Il est important de préciser que le présentéisme n’est pas forcément une réponse à un employeur ou à une ambiance de travail dictatoriale. Le salarié peut se présenter au travail malgré sa maladie par exemple, pour des raisons personnelles, comme l’envie d’avancer dans la carrière, la peur de prendre du retard dans ses missions ou pour ne pas délaisser ses collègues ou ses clients. L’employé peut aussi avoir des raisons financières qui l'empêchent d’accepter son absence du poste de travail.
Même si le présentéisme pourrait presque sembler bénéfique pour les entreprises, avec des travailleurs qui ne prennent pas leurs congés, qui travaillent jusque tard le soir et même pendant le week-end, il est en réalité un concentré négatif pour les salariés ainsi que pour l’organisation.
En effet il représente un coût non négligeable : les heures supplémentaires au travail ne riment pas nécessairement avec productivité. Le surinvestissement peut cacher un travail de moindre qualité , ou une quantité de travail réduite. De manière générale, cette maladie nuit au rendement de l’entreprise car cela a aussi des effets sur l’ambiance de travail, qui peut se dégrader jusqu’à arriver au point de causer des coûts d’image dus à l’insatisfaction des clients et à la détérioration de la marque employeur.
Le collaborateur peut aussi souffrir de problèmes de santé liés à ce présentéisme. Au Japon, par exemple, le terme « karoshi » indique la mort par surtravail à cause d'un arrêt cardiaque dû au stress et aux charges de travail trop importantes. Ceci prouve que le présentéisme peut provoquer des pathologies qui peuvent être fatales et un fort risque de burn-out.
La première piste serait de commencer par apprécier la qualité, en arrêtant de glorifier la quantité et en modifiant la pression sociale. C’est une problématique culturelle, qui peut être solutionnée par l’entreprise, en choisissant de mettre en place des stratégies managériales qui peuvent avoir de l’impact.

__CONSIGNES__.
a) Dans le texte sur le présentéisme, que désigne le mot « karoshi » au Japon ?
b) Reprenez le fil du texte sur le présentéisme juste après sa dernière phrase et poursuivez-le.

__DONNÉES FOURNIES__.
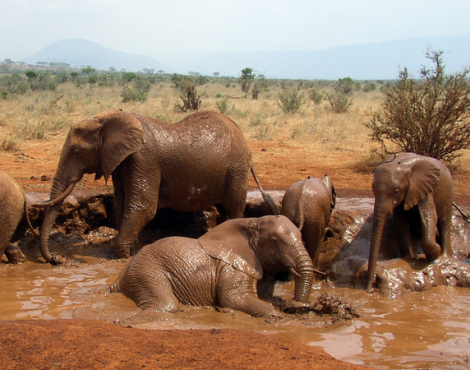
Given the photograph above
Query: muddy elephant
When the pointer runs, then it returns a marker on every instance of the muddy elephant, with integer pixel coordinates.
(415, 189)
(221, 268)
(13, 206)
(309, 204)
(189, 166)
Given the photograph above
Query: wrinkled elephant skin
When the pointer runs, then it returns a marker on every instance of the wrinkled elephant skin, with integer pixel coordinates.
(12, 207)
(418, 191)
(188, 166)
(223, 267)
(309, 204)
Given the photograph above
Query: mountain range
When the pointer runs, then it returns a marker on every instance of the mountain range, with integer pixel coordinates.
(358, 61)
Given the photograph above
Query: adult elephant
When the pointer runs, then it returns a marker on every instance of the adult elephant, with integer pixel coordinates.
(414, 188)
(13, 206)
(188, 166)
(222, 268)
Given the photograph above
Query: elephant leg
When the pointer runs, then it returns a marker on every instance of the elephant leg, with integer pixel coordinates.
(237, 290)
(265, 286)
(444, 226)
(14, 254)
(234, 199)
(427, 209)
(403, 230)
(312, 236)
(118, 200)
(157, 295)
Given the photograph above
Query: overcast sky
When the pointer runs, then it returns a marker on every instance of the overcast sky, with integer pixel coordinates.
(178, 28)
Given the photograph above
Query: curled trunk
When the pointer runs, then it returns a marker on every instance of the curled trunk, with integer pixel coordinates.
(375, 241)
(303, 282)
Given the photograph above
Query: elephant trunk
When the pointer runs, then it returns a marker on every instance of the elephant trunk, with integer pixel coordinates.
(380, 215)
(304, 280)
(57, 192)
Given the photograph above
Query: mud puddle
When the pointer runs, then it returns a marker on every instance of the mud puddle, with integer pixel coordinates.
(418, 330)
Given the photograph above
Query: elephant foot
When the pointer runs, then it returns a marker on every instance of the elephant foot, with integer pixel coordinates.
(14, 254)
(121, 253)
(59, 260)
(433, 252)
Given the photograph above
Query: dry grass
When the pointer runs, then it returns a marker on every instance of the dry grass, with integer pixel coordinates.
(314, 130)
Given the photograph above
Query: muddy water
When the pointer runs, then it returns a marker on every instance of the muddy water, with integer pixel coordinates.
(430, 329)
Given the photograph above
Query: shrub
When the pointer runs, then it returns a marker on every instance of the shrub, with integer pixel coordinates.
(290, 100)
(428, 116)
(315, 96)
(191, 100)
(246, 79)
(222, 105)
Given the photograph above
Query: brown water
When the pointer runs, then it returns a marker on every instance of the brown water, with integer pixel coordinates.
(425, 330)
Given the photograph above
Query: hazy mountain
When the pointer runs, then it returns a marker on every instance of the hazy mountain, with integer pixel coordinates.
(359, 61)
(79, 52)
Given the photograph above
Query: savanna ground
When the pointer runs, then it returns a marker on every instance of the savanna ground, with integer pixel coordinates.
(286, 148)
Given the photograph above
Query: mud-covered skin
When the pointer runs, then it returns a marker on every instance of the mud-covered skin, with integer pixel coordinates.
(12, 207)
(416, 190)
(309, 204)
(222, 268)
(188, 166)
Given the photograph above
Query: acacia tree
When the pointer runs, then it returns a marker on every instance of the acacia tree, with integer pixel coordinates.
(428, 116)
(246, 79)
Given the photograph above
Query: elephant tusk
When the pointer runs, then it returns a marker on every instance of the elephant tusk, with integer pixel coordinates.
(57, 200)
(465, 217)
(295, 273)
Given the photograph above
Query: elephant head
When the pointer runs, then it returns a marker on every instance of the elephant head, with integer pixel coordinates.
(97, 146)
(403, 180)
(270, 243)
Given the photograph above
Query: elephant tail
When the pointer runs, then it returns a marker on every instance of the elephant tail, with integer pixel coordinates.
(116, 286)
(28, 221)
(273, 206)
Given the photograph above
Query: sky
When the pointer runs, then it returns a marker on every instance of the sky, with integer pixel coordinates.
(169, 30)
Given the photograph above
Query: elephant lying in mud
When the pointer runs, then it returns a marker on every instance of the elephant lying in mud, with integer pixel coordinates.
(309, 204)
(189, 166)
(415, 189)
(222, 268)
(13, 206)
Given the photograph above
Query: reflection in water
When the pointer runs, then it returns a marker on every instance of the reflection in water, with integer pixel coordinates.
(430, 329)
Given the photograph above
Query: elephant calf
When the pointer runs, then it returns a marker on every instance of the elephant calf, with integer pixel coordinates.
(12, 206)
(309, 204)
(222, 268)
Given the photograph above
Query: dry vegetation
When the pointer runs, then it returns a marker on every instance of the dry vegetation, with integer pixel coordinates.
(313, 141)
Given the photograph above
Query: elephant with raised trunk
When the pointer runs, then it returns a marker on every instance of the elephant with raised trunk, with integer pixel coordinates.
(13, 206)
(413, 188)
(222, 268)
(309, 204)
(189, 166)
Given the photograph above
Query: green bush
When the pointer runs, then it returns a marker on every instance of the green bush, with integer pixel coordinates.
(429, 115)
(222, 105)
(291, 99)
(315, 96)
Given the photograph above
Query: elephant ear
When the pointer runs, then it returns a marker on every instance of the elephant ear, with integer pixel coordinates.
(331, 189)
(121, 135)
(232, 242)
(424, 178)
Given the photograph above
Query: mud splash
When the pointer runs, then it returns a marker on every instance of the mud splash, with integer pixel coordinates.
(424, 329)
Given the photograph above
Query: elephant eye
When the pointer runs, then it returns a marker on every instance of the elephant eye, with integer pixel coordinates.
(274, 241)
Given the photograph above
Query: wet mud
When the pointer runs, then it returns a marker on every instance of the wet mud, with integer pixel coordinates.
(418, 316)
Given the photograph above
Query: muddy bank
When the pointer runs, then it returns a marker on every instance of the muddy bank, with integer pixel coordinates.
(343, 256)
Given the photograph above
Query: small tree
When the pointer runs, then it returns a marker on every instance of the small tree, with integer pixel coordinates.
(246, 79)
(428, 116)
(290, 100)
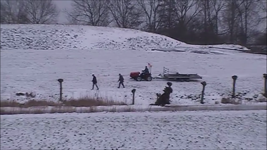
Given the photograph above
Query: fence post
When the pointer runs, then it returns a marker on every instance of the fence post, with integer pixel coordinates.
(133, 91)
(234, 77)
(60, 89)
(265, 84)
(203, 92)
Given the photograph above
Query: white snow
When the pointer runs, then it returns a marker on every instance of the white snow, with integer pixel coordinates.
(162, 130)
(33, 57)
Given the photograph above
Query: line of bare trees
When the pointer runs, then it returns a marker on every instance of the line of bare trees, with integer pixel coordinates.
(191, 21)
(28, 11)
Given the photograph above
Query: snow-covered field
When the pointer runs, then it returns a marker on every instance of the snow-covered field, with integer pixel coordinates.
(162, 130)
(33, 57)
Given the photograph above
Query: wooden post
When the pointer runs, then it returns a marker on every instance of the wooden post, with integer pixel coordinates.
(265, 84)
(234, 77)
(203, 92)
(60, 89)
(133, 91)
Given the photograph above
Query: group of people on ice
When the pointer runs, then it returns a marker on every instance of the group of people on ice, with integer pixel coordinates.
(162, 99)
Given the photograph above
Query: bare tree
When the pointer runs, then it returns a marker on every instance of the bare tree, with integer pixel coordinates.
(230, 19)
(149, 9)
(41, 11)
(124, 13)
(90, 12)
(210, 10)
(13, 11)
(185, 11)
(28, 11)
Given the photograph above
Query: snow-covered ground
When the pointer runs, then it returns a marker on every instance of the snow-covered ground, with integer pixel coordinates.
(162, 130)
(33, 57)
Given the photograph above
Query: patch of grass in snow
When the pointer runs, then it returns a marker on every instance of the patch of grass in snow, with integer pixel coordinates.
(230, 101)
(81, 102)
(88, 102)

__RÉPONSES ATTENDUES__.
a) La mort par surtravail, causée par un arrêt cardiaque dû au stress et à des charges de travail trop importantes.

b)
Il est possible, et assez simple, de promouvoir un rapport équilibré au travail, avec des dirigeants qui donnent l’exemple en travaillant sereinement. Ceci contribue à installer un climat de confiance où le sentiment de culpabilité lié à une absence n’a pas lieu d'être. Le travail ainsi que la santé des collaborateurs doivent être valorisés. Le dialogue est bien évidemment essentiel pour décrypter des signes de présentéisme et améliorer la situation en ajustant, s’il le faut, les conditions de travail ou en recommandant des soins, si l’état de santé en est la cause.
Les managers doivent se soucier du bien-être des collaborateurs, pour conjuguer épanouissement et productivité. En effet, pour un travail efficace, il est indispensable d’être dans un état de forme optimal ; en cas de maladie, il faut prendre le temps de se soigner.
Pour prévenir le présentéisme, il est possible de suivre des bonnes pratiques comme celle d’instaurer des horaires d’ouverture et de fermeture des locaux fixes, avec l’interdiction d’envoi d’emails en dehors des heures de travail préfixées. Une autre bonne pratique est celle d’aider les collaborateurs dans l’identification de la surcharge de travail en prévoyant des formations de sensibilisation, ou encore d’autoriser le télétravail. Ces mesures aident à prévenir l’absentéisme et aident à la diminution durable du présentéisme, pour que l’on puisse le prévenir, et intervenir de façon efficace.